Excerpts of pointing data
■ ■ ■ ■ ■ ■ ■

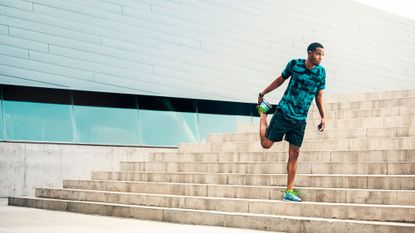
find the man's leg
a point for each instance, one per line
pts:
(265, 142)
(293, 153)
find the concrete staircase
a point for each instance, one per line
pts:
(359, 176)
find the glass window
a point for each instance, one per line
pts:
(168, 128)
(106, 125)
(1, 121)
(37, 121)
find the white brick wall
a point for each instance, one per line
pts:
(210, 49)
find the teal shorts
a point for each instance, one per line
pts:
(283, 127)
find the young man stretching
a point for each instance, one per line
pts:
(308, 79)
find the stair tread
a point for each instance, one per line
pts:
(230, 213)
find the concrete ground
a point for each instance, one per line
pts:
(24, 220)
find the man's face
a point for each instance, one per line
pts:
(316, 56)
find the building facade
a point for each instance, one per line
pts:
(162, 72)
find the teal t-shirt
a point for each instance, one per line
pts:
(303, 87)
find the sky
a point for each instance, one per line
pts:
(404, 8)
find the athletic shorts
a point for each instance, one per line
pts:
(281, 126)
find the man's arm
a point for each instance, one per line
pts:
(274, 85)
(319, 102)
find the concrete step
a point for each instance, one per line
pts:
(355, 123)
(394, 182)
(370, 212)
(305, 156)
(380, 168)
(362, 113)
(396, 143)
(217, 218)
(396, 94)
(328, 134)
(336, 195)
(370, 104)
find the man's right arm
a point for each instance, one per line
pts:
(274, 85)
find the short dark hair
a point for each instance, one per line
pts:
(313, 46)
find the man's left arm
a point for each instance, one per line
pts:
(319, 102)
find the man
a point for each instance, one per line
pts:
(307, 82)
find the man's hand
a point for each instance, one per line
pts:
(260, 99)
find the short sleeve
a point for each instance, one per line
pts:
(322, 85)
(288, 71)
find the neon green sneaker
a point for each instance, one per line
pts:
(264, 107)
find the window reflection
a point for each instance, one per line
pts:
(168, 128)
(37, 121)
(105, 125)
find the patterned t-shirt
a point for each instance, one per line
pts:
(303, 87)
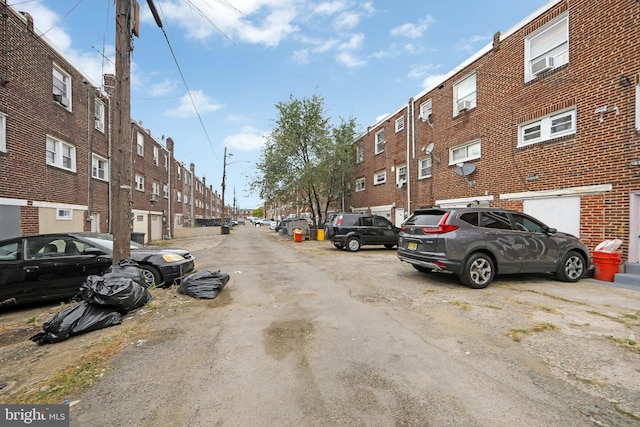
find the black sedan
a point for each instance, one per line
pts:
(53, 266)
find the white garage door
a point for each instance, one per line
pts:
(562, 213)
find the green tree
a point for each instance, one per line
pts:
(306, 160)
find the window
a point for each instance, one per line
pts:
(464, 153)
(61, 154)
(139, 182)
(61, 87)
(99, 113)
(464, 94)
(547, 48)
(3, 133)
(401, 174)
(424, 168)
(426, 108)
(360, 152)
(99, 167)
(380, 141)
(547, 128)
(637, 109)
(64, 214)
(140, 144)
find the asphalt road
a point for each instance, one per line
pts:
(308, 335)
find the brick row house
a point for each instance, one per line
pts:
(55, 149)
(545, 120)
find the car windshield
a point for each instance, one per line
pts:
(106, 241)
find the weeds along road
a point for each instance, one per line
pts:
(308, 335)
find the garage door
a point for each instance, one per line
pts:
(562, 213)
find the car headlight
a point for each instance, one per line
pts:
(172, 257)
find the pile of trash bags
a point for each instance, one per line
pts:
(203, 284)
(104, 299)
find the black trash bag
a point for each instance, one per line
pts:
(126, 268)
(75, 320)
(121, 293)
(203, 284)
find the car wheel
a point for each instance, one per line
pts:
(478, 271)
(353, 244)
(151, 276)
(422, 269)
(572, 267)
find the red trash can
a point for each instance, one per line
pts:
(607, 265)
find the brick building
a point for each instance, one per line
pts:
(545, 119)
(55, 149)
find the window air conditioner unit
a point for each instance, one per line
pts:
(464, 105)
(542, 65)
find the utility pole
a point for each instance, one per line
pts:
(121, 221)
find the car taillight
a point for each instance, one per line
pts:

■ ■ ■ ■ ■ ■ ■

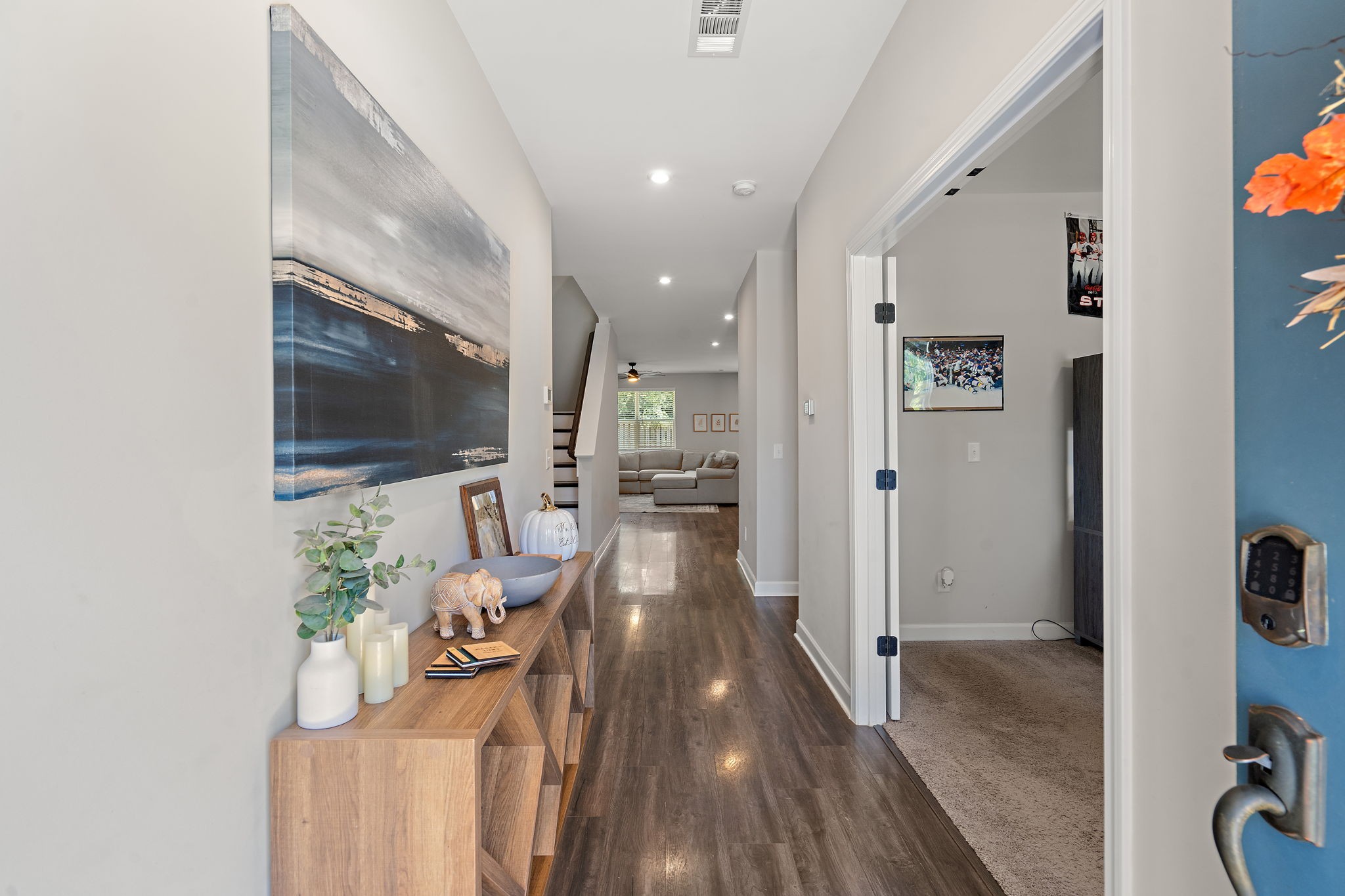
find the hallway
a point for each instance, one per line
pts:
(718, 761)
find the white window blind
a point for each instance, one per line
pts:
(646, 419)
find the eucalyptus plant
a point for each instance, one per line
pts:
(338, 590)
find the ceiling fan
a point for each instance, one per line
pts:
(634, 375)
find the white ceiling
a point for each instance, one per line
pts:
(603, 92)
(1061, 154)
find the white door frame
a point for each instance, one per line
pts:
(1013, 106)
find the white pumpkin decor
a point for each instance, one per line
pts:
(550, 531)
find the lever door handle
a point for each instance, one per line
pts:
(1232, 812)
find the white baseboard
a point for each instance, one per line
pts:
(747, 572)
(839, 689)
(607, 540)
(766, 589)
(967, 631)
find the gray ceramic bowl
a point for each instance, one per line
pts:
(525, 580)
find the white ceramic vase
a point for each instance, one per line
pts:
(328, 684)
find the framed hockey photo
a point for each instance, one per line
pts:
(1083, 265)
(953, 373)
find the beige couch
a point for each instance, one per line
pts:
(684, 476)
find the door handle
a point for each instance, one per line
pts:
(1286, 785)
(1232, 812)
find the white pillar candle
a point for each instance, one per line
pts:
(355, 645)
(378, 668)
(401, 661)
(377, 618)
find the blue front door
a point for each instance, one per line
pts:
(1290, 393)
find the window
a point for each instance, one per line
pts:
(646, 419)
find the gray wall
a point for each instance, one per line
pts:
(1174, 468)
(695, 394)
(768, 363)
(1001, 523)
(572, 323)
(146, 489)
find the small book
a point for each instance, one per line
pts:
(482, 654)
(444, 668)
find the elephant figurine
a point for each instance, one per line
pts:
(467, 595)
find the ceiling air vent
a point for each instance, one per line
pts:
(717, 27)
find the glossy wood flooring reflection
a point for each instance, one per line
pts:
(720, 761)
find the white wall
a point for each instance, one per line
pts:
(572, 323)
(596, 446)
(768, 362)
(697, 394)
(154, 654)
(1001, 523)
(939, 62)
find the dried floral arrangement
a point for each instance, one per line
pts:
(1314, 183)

■ ■ ■ ■ ■ ■ ■

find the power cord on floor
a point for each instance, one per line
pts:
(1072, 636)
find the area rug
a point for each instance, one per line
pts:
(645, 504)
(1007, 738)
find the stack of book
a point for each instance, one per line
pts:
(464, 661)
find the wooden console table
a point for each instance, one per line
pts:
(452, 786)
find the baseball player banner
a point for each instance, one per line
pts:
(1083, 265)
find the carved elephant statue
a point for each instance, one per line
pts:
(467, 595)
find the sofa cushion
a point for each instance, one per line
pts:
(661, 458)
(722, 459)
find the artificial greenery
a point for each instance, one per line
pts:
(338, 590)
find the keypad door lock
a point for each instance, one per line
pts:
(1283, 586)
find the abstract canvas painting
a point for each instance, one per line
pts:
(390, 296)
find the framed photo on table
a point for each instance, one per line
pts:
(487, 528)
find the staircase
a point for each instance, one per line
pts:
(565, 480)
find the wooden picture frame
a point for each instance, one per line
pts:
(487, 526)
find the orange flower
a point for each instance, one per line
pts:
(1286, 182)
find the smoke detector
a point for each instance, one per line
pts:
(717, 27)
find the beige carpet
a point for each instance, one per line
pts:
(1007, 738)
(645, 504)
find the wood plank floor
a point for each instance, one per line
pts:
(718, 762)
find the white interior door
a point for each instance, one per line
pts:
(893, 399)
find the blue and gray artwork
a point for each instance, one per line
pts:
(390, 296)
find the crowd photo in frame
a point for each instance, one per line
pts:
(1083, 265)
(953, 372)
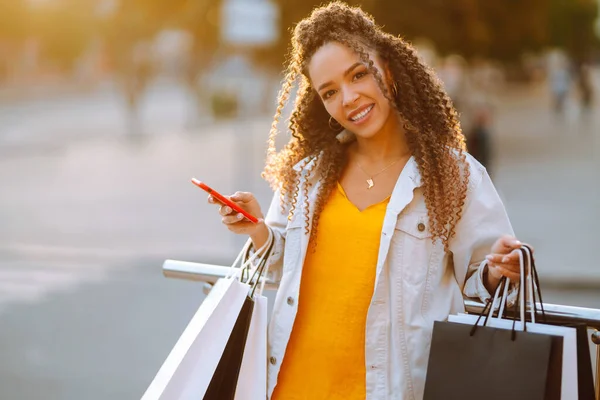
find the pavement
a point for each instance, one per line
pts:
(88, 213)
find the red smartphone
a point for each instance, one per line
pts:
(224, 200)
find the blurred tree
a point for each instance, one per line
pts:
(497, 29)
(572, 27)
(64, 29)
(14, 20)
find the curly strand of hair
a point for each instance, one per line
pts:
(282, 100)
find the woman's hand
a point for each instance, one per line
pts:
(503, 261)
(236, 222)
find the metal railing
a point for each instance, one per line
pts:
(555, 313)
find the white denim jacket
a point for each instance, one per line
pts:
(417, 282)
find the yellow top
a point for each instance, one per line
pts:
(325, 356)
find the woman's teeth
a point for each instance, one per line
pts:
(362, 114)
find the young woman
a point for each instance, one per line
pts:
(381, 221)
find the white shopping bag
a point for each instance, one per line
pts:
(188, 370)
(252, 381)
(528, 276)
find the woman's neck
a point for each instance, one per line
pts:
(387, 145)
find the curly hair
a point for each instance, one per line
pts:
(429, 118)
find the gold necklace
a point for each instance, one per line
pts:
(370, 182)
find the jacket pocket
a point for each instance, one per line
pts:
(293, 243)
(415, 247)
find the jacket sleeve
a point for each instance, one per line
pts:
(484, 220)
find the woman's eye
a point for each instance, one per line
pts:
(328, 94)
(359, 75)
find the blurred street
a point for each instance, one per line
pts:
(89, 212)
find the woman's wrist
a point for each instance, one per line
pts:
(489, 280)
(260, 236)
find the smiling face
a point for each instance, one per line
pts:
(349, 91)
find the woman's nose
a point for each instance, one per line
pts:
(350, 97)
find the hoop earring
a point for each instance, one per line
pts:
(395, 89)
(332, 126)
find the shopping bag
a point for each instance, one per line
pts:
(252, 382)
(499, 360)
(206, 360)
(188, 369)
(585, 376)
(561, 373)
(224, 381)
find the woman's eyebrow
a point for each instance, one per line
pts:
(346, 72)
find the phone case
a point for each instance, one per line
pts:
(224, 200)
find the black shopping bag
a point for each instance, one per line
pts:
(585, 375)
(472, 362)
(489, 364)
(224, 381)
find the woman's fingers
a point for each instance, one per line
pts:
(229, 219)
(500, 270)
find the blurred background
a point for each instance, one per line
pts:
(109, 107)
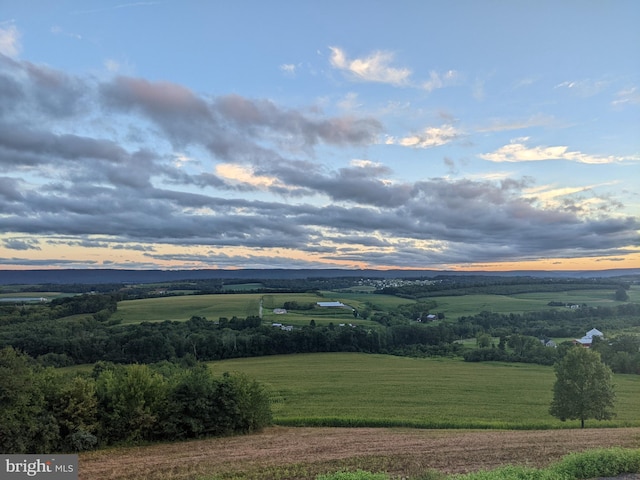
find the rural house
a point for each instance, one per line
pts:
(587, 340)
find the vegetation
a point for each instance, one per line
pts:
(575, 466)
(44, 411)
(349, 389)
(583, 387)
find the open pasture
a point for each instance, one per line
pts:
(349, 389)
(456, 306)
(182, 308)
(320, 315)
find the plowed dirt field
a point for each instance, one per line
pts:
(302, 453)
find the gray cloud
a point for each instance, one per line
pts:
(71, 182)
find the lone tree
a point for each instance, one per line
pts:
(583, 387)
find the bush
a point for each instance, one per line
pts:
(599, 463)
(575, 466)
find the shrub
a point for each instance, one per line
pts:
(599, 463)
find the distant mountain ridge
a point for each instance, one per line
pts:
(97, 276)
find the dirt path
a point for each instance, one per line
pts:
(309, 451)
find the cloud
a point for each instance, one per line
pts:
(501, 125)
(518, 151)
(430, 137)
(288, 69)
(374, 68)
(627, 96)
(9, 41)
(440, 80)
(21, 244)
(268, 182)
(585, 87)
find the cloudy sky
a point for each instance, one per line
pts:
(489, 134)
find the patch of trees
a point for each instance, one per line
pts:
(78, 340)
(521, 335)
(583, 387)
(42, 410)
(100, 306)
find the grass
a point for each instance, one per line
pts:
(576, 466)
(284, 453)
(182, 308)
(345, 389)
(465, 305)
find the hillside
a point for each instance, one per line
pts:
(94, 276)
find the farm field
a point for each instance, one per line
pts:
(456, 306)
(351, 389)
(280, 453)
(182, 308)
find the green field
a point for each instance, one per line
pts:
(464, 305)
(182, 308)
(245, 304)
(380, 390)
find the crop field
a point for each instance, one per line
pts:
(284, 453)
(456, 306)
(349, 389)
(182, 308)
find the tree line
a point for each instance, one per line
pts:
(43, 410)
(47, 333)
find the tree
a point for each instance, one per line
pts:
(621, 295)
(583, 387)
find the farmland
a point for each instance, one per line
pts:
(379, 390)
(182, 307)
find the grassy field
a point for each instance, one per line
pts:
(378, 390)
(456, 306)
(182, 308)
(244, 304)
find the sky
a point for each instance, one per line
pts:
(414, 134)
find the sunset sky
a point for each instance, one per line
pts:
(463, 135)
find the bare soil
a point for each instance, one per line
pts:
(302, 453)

■ ■ ■ ■ ■ ■ ■

▶ [WHAT THE EXERCISE ASKS]: Lay out as a numbered list everything in the listing above from the line containing "find the ceiling fan" down to the line containing "(1314, 183)", both lines included, and omit any blank lines.

▶ [SOLVED PROBLEM]:
1. find the ceiling fan
2. a point for each instance, one per line
3. pts:
4. (634, 375)
5. find the white ceiling
6. a point for each instance, one per line
7. pts:
8. (603, 92)
9. (1061, 154)
10. find the white door frame
11. a point for each instance, one per line
12. pts:
13. (1013, 106)
14. find the white pumpkin decor
15. a point for each instance, one per line
16. pts:
17. (550, 531)
18. find the lever door handle
19. a point for each instance, one per line
20. pts:
21. (1232, 812)
22. find the white baseboard
23. a point for each instance, one per line
24. pts:
25. (747, 572)
26. (839, 689)
27. (607, 540)
28. (766, 589)
29. (967, 631)
30. find the gray ceramic bowl
31. a point for each instance, one per line
32. pts:
33. (525, 580)
34. find the white ceramic vase
35. a point for each instance, one per line
36. pts:
37. (328, 684)
38. find the framed hockey photo
39. a point for each instance, one per line
40. pts:
41. (1083, 265)
42. (953, 373)
43. find the beige couch
44. a point for each instance, one per line
45. pts:
46. (684, 476)
47. find the door handle
48. a point for each instance, one per line
49. pts:
50. (1286, 785)
51. (1232, 812)
52. find the white pillar candle
53. a point for each instance, one per line
54. pts:
55. (355, 645)
56. (378, 668)
57. (401, 661)
58. (377, 618)
59. find the blue front door
60. a point for each instance, one per line
61. pts:
62. (1290, 393)
63. find the window
64. a point for each instance, one per line
65. pts:
66. (646, 419)
67. find the gray wall
68. a point for each instance, one per line
69. pts:
70. (1174, 468)
71. (695, 394)
72. (768, 363)
73. (1001, 523)
74. (572, 323)
75. (146, 489)
76. find the small book
77. a point for each instance, one per line
78. pts:
79. (482, 654)
80. (444, 668)
81. find the elephant figurine
82. a point for each instance, one per line
83. pts:
84. (467, 595)
85. find the ceiling air vent
86. a point for each instance, one per line
87. pts:
88. (717, 27)
89. find the glossy wood flooring reflection
90. a point for each instance, one per line
91. pts:
92. (720, 761)
93. find the white wall
94. a point for each instance, one per line
95. pts:
96. (572, 323)
97. (596, 446)
98. (768, 362)
99. (697, 394)
100. (154, 654)
101. (1001, 523)
102. (939, 62)
103. find the dried floral arrangement
104. a point for each instance, one per line
105. pts:
106. (1314, 183)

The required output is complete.